== TEKS TERPILIH

Hikmah Tertutupnya Tabir Alam Ghaib bagi Umat Manusia
Para pembaca, tidaklah Allah Subhanahu wa Ta’ala memutuskan dan
menentukan suatu perkara kecuali (pasti) selalu ada hikmah di baliknya.
Demikian pula halnya dengan alam ghaib, yang tabirnya tertutup bagi
umat manusia.
Di antara hikmahnya adalah sebagai ujian bagi umat
manusia, apakah mereka termasuk orang yang beriman dengan perkara ghaib
yang Allah dan Rasul-Nya beritakan tersebut, ataukah justru
mengingkarinya....?!
Asy-Syaikh Muhammad bin Shalih Al-Utsaimin berkata:
“Bahwasanya alam
barzah (kubur) termasuk perkara ghaib yang tidak bisa dijangkau oleh
panca indera. Jika bisa dijangkau oleh panca indera, niscaya tidak ada
lagi fungsi keimanan terhadap perkara ghaib (yang Allah dan Rasul-Nya
beritakan, -pen.), dan tidak ada lagi perbedaan antara orang-orang yang
mengimaninya dengan yang mengingkarinya.” (Syarh Tsalatsatil Ushul,
hal. 109)

====

- _TUGAS_:
Terjemahkan ke dalam bahasa Inggris kalimat berikut dari teks tentang alam ghaib di atas: "Demikian pula halnya dengan alam ghaib, yang tabirnya tertutup bagi umat manusia."

== BARIS

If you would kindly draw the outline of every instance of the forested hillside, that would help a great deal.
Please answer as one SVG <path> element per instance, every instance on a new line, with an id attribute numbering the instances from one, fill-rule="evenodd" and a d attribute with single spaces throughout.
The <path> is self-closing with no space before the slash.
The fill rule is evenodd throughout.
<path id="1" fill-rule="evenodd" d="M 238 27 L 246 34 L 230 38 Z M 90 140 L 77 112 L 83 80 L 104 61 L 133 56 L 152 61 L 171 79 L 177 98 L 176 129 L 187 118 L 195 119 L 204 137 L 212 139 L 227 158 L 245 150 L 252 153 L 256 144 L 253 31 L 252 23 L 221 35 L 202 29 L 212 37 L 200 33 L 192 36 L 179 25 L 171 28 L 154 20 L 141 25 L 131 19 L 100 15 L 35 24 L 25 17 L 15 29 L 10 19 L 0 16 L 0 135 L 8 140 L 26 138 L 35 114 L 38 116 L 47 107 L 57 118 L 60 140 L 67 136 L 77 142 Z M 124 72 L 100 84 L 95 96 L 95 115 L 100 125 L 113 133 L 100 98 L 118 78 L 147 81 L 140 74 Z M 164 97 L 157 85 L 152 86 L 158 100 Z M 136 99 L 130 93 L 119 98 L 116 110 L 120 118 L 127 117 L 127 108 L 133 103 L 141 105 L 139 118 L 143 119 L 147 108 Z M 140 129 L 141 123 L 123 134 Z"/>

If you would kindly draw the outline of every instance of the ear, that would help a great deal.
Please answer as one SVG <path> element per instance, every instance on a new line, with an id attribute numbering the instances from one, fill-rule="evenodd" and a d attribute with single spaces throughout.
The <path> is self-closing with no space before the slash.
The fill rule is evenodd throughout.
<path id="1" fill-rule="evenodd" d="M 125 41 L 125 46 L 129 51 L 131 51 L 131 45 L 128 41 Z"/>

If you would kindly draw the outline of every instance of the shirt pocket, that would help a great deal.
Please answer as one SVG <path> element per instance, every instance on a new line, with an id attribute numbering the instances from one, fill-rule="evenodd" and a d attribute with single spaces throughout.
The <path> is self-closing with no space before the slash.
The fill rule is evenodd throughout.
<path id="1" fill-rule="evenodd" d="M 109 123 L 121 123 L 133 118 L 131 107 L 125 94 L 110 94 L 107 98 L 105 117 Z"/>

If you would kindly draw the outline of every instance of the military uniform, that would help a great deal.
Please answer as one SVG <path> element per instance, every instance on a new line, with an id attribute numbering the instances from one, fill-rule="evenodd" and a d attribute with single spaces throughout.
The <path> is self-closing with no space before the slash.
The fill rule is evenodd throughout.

====

- _JAWABAN YANG DIHARAPKAN_:
The same is true of the unseen world, whose veil is closed to humankind.